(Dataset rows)
+ + + +

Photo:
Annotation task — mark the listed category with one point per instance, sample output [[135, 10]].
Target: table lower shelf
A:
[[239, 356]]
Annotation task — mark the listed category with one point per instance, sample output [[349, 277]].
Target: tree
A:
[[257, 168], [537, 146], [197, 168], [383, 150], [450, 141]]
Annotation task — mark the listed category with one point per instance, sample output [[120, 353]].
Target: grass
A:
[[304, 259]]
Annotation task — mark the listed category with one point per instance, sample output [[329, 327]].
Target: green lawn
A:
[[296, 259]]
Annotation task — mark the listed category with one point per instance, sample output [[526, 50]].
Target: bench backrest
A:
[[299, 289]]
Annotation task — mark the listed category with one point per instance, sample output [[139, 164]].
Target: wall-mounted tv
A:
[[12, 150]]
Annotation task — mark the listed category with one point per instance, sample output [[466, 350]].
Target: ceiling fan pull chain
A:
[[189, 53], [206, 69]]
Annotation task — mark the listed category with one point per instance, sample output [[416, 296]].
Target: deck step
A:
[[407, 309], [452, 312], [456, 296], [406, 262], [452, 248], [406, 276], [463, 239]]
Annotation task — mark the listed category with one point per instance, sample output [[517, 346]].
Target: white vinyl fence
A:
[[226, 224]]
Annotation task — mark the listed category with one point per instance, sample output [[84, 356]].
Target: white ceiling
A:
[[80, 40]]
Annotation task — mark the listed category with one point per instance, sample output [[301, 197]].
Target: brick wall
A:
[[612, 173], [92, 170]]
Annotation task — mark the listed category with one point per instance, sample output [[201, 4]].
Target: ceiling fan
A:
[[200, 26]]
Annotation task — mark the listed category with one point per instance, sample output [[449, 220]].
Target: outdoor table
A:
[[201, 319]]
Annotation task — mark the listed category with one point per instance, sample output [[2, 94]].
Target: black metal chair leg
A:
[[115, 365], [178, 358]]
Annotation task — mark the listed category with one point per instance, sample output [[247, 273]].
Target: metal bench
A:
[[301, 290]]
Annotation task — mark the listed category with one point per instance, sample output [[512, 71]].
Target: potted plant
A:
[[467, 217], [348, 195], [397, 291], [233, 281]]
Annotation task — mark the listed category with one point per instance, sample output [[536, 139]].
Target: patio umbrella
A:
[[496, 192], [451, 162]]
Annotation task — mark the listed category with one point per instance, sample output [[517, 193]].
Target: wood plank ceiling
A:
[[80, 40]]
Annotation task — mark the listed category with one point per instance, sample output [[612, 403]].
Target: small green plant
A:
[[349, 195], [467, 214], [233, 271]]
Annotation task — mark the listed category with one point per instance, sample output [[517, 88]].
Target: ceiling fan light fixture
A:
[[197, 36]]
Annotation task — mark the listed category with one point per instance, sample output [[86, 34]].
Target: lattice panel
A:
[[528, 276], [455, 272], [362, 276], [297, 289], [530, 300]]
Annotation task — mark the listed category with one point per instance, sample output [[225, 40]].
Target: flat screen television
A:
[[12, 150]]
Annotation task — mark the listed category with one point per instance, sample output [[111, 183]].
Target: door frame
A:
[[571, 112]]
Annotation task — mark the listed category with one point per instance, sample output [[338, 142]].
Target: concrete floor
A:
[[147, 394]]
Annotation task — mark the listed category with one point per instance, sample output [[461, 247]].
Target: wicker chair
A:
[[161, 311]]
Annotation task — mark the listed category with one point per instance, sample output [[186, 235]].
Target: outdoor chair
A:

+ + + +

◆ WRITTEN PROBLEM: Copy the dataset rows again, requests included, beginning at the line that has "output [[517, 88]]." and stopping after the line that has "[[161, 311]]". Multiply every point coordinate in the answers by 0.9 and round to whole numbers with halves rounded up, leaving the sample outputs in the requests as they are.

◆ WRITTEN SOLUTION:
Annotation task — mark the listed category with one point per instance, sample output [[517, 88]].
Target: ceiling fan light fixture
A:
[[177, 32]]
Annotation task — mark the listed category with one point per instance, sample output [[86, 34]].
Target: lattice panel
A:
[[475, 248], [410, 245], [326, 248], [267, 260], [477, 270]]
Annotation task — mark the listed category with one point per instance, sample output [[225, 40]].
Target: flat screen television
A:
[[11, 135]]
Annotation task — mark the listed category with one point per instance, sample output [[111, 183]].
Target: door frame
A:
[[514, 101]]
Annotation task — mark the listed category with one point per instance, sample output [[338, 142]].
Target: concrete floor
A:
[[132, 355]]
Annotation task — mark the listed category with one point per instance, sample output [[461, 247]].
Target: wicker chair
A:
[[145, 280]]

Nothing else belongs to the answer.